++++ Trecho selecionado

O uso de redes mosquiteiras e outras medidas preventivas praticamente não existem e, embora o Brasil conte com o SUS, sistema público de saúde, o acesso ao atendimento médico em áreas remotas da Amazônia é praticamente impossível, observa André Siqueira, infectologista e pesquisador da Fundação Oswaldo Cruz (Fiocruz) no Rio de Janeiro. Mesmo se houvesse clínicas ou hospitais próximos, os garimpeiros provavelmente não buscariam tratamento médico devido ao caráter ilegal de seu trabalho.
Em vez disso, os garimpeiros, que geralmente desconhecem as medidas de prevenção e tratamento de doenças como a malária, “acabam se automedicando, tomando uma dose mais baixa do medicamento e permanecendo infectados por vários dias, ou tomando remédios antimaláricos para qualquer febre que eventualmente tenham”, diz Siqueira.

++++++++
++++ Listagem extraída

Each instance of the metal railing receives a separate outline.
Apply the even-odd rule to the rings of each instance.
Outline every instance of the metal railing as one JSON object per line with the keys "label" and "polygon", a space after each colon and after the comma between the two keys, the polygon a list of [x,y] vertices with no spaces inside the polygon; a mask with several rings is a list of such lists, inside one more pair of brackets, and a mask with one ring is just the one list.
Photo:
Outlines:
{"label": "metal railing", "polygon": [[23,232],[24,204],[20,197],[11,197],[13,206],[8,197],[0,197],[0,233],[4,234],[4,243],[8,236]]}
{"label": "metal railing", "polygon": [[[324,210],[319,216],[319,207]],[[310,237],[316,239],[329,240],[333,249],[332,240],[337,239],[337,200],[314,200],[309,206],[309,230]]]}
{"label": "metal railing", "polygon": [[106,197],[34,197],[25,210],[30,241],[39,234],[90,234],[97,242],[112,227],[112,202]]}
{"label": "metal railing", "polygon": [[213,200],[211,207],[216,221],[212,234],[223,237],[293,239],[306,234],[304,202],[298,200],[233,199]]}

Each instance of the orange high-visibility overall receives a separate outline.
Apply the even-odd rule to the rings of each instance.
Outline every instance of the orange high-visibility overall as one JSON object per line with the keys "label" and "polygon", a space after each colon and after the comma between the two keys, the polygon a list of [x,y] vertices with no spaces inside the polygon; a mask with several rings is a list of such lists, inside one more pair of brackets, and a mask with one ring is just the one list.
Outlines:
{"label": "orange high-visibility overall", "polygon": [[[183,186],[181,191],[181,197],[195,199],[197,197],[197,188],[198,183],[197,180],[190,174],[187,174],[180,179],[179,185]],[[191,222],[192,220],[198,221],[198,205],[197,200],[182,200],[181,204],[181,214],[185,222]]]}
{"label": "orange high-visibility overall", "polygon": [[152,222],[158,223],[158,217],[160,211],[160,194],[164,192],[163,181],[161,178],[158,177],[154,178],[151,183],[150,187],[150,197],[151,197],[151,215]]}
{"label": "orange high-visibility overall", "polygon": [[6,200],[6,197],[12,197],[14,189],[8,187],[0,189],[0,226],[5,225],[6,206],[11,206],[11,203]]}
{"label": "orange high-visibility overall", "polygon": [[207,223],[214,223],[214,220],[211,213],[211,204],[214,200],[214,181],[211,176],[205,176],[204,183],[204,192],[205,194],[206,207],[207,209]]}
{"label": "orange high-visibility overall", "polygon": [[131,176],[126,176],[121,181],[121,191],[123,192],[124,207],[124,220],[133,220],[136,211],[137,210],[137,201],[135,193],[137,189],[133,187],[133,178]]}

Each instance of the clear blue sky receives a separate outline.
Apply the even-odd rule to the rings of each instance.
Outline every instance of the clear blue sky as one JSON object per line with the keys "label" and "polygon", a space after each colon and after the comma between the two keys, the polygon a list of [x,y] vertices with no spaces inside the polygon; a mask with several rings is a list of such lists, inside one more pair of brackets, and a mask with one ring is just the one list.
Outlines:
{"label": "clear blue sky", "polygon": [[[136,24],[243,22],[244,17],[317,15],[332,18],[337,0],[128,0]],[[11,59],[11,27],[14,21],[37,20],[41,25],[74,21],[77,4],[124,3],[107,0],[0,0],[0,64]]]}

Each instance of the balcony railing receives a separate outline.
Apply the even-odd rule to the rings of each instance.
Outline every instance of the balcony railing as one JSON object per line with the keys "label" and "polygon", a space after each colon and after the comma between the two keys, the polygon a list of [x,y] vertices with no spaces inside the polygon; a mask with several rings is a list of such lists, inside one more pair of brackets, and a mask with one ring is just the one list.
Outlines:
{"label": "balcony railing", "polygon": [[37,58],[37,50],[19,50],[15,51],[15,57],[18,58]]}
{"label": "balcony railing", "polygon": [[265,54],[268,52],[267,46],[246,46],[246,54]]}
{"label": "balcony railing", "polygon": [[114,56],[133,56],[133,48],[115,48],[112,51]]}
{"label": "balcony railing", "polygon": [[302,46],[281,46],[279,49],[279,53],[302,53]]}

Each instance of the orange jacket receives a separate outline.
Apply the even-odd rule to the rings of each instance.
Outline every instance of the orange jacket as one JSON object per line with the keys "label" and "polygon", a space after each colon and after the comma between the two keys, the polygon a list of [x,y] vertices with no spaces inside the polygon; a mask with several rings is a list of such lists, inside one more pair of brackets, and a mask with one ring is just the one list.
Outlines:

++++++++

- Complete o seguinte -
• A. De acordo com o texto sobre a malária entre garimpeiros, em que instituição André Siqueira atua como pesquisador?
• B. Reproduza fielmente o trecho do texto sobre a malária entre garimpeiros que começa nas palavras "O uso de redes" e termina logo após as palavras "de seu trabalho.".
A listagem não tem relação alguma com o texto sobre a malária entre garimpeiros.

- Respostas às tarefas -
• A. Na Fundação Oswaldo Cruz (Fiocruz), no Rio de Janeiro.

• B.
O uso de redes mosquiteiras e outras medidas preventivas praticamente não existem e, embora o Brasil conte com o SUS, sistema público de saúde, o acesso ao atendimento médico em áreas remotas da Amazônia é praticamente impossível, observa André Siqueira, infectologista e pesquisador da Fundação Oswaldo Cruz (Fiocruz) no Rio de Janeiro. Mesmo se houvesse clínicas ou hospitais próximos, os garimpeiros provavelmente não buscariam tratamento médico devido ao caráter ilegal de seu trabalho.